GOAL:
Rescale the rows below from the line with "of the blessing" up to and including the line with "x=205 y=189". Write out only those rows again, requests included, with each x and y point coordinate in the answers multiplied by 2.15 and rounded to a whole number, halves rounded up.

DATASET RECORDS:
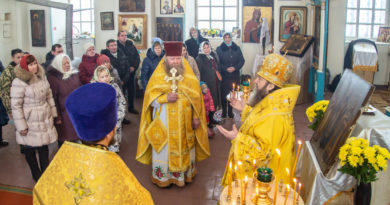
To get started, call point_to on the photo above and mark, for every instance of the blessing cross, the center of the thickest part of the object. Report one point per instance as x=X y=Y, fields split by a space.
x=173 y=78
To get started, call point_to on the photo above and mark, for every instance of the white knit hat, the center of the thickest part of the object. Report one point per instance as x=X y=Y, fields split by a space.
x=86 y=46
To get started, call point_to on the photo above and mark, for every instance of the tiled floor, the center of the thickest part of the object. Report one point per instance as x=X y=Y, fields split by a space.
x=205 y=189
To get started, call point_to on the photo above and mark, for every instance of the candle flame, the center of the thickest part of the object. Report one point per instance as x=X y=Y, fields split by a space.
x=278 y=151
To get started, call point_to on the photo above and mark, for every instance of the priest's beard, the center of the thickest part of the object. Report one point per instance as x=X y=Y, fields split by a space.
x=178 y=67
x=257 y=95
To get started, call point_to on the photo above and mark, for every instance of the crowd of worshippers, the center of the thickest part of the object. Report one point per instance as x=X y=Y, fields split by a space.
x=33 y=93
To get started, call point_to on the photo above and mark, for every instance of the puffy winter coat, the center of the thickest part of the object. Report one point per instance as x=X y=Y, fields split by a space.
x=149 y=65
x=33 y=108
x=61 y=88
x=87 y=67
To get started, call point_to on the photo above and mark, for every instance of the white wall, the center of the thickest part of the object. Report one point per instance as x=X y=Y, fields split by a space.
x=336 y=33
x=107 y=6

...

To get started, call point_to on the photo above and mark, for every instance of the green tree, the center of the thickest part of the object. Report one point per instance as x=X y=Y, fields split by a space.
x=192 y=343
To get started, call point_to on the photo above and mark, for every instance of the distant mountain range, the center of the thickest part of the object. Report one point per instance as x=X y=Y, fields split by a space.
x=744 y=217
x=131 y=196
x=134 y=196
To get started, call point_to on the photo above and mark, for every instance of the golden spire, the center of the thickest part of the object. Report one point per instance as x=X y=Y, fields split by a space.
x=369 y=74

---

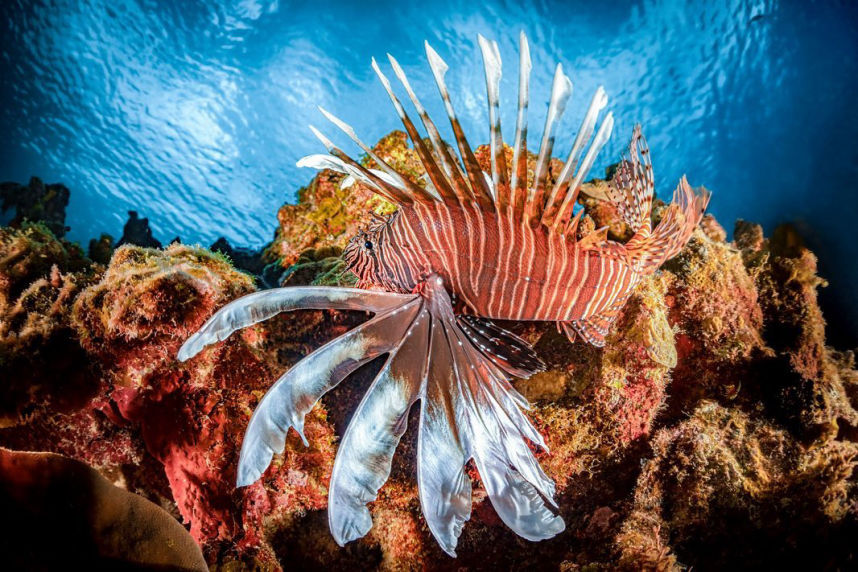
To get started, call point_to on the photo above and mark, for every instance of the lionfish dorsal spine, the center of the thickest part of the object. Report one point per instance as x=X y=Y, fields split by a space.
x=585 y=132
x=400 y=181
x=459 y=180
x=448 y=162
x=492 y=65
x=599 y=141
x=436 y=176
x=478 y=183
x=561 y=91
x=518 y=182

COMPLETED EXERCISE:
To get started, call point_to on the photo above and mark, for every instance of the blessing cross, the center of the thickest part of the object. Report one point per instance as x=X y=Y, fields split by a space.
x=372 y=168
To get started, call point_to on the photo above and mark, for every instance of the white knit hat, the center of the thickest part of the object. Report one point per instance as x=X y=Y, fields split by a space.
x=185 y=99
To get started, call point_to on the photo above and mark, for every instance of the tiled floor, the center of the thickest part of the object. Report one point per instance as x=X y=Y, fields split by a space.
x=441 y=406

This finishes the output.